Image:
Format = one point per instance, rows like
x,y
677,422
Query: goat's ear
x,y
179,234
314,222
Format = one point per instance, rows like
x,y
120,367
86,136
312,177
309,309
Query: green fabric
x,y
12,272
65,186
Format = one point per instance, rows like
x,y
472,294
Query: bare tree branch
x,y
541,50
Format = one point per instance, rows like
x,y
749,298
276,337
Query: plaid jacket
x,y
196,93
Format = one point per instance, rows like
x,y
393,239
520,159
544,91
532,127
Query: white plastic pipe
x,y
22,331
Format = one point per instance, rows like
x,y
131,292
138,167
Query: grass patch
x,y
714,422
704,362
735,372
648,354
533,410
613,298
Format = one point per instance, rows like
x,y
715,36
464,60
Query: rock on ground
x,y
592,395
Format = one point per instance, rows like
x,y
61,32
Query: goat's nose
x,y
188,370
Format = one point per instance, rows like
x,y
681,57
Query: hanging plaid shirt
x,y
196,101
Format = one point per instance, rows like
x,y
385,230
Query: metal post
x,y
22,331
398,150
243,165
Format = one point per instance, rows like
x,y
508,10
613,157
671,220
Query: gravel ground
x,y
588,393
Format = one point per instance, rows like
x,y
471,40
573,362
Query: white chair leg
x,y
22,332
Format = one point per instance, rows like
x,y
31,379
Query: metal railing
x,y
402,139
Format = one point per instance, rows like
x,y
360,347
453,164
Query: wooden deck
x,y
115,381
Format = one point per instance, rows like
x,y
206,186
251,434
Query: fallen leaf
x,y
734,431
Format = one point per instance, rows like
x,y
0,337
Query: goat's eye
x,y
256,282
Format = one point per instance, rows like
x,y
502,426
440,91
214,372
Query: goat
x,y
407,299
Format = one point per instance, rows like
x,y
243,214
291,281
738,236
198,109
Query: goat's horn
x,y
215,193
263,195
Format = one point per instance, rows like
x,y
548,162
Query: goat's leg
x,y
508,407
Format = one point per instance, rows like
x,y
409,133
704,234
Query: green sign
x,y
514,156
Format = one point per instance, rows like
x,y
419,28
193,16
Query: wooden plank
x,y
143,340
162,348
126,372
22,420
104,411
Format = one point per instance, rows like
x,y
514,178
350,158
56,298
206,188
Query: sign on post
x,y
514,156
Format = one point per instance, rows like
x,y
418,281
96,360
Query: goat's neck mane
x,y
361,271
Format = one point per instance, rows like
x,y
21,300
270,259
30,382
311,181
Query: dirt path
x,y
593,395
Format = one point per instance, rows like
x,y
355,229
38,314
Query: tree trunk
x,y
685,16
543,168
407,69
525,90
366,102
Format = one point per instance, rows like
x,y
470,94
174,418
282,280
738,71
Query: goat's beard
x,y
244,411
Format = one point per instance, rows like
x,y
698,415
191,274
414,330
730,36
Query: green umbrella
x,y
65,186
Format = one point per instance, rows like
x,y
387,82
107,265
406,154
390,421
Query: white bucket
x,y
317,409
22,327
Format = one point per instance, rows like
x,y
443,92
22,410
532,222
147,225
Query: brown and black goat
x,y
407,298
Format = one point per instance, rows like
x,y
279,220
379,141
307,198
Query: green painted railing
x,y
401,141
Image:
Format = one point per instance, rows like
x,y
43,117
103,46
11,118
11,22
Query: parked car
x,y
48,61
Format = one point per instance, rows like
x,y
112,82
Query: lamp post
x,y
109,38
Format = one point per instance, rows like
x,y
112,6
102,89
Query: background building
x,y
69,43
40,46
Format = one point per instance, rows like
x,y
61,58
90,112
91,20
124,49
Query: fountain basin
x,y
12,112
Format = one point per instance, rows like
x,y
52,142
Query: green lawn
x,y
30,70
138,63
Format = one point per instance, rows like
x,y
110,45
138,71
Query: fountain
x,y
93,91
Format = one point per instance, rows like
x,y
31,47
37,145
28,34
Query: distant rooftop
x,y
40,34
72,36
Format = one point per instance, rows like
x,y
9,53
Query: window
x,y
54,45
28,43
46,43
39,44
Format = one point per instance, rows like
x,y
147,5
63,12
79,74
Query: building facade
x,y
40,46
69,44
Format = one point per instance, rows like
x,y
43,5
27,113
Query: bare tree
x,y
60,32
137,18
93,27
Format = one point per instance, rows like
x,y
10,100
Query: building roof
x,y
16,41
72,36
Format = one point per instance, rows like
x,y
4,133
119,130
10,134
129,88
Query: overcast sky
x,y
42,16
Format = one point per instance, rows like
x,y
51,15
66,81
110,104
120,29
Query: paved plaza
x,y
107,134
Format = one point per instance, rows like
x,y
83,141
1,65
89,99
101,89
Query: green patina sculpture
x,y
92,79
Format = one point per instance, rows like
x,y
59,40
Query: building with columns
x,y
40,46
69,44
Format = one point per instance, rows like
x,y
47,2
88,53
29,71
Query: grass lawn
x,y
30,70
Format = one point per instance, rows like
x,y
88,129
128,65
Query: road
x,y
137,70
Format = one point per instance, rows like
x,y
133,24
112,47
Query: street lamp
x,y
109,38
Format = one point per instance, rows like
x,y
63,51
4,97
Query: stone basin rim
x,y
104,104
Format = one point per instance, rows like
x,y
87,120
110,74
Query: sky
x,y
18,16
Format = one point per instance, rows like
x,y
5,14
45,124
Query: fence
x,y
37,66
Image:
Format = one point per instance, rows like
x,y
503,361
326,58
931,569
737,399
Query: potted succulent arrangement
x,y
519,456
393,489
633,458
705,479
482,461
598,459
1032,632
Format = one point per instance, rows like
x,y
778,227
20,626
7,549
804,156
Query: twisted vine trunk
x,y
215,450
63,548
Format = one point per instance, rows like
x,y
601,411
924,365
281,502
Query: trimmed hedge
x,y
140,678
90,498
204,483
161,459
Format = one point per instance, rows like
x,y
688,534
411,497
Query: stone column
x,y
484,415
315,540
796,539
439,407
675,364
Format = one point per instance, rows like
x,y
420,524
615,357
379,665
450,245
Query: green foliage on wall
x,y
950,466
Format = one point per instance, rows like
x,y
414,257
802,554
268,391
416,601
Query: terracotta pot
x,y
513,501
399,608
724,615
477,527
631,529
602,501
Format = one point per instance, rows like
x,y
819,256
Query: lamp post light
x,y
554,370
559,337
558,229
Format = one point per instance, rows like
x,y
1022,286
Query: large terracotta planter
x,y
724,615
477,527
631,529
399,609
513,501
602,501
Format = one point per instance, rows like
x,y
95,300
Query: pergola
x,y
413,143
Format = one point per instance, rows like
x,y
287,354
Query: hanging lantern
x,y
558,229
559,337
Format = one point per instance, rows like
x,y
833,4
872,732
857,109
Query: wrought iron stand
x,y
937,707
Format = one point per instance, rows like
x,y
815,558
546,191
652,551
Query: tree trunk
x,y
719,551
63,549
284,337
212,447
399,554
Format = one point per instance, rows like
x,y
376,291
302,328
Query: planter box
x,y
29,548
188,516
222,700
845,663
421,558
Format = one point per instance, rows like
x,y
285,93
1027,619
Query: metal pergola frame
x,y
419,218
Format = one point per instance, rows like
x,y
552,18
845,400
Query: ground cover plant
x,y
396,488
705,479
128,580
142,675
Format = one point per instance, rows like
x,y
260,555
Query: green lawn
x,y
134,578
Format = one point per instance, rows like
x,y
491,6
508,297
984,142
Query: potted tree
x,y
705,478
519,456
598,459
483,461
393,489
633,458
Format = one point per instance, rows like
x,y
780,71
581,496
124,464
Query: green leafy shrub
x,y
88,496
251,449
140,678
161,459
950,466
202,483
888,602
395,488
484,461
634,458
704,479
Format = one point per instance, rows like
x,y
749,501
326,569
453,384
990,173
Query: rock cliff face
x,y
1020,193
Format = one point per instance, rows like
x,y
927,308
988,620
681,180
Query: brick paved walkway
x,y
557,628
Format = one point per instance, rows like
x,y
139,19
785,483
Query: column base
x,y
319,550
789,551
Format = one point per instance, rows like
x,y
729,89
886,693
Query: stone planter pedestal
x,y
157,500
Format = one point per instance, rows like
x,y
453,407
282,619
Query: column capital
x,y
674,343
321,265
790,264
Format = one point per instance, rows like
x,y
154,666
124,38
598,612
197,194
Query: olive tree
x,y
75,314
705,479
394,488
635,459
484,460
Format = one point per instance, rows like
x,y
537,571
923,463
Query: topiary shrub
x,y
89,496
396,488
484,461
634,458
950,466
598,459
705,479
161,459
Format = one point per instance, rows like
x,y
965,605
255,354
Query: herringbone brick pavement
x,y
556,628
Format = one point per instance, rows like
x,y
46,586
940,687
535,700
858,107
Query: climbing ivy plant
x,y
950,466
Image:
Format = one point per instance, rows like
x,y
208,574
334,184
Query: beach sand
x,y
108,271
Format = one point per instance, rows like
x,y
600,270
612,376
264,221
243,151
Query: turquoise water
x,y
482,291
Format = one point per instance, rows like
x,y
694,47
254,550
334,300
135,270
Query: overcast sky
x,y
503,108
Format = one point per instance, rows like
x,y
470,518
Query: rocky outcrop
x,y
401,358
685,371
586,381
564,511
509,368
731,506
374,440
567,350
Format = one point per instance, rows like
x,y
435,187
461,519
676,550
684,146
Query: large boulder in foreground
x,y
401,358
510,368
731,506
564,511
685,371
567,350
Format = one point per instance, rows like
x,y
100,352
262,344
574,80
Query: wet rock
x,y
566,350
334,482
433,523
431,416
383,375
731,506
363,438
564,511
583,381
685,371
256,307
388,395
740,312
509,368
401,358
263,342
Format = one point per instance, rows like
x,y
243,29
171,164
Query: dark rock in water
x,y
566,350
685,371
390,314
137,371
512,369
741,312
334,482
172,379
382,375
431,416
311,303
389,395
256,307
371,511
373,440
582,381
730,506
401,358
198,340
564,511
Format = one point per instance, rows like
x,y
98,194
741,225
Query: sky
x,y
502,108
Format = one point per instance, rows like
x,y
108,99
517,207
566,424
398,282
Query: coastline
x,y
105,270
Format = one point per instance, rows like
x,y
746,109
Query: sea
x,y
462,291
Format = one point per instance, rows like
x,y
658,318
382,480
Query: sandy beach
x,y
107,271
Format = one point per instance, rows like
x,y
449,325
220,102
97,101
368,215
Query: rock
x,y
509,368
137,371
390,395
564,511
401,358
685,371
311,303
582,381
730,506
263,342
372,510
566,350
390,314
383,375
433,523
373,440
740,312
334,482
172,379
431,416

----

* Problem statement *
From the material above, pick out each line containing the word "plaid", treating uppercase and lowercase as different.

* Solution to this problem *
Query: plaid jacket
Query: hanging plaid shirt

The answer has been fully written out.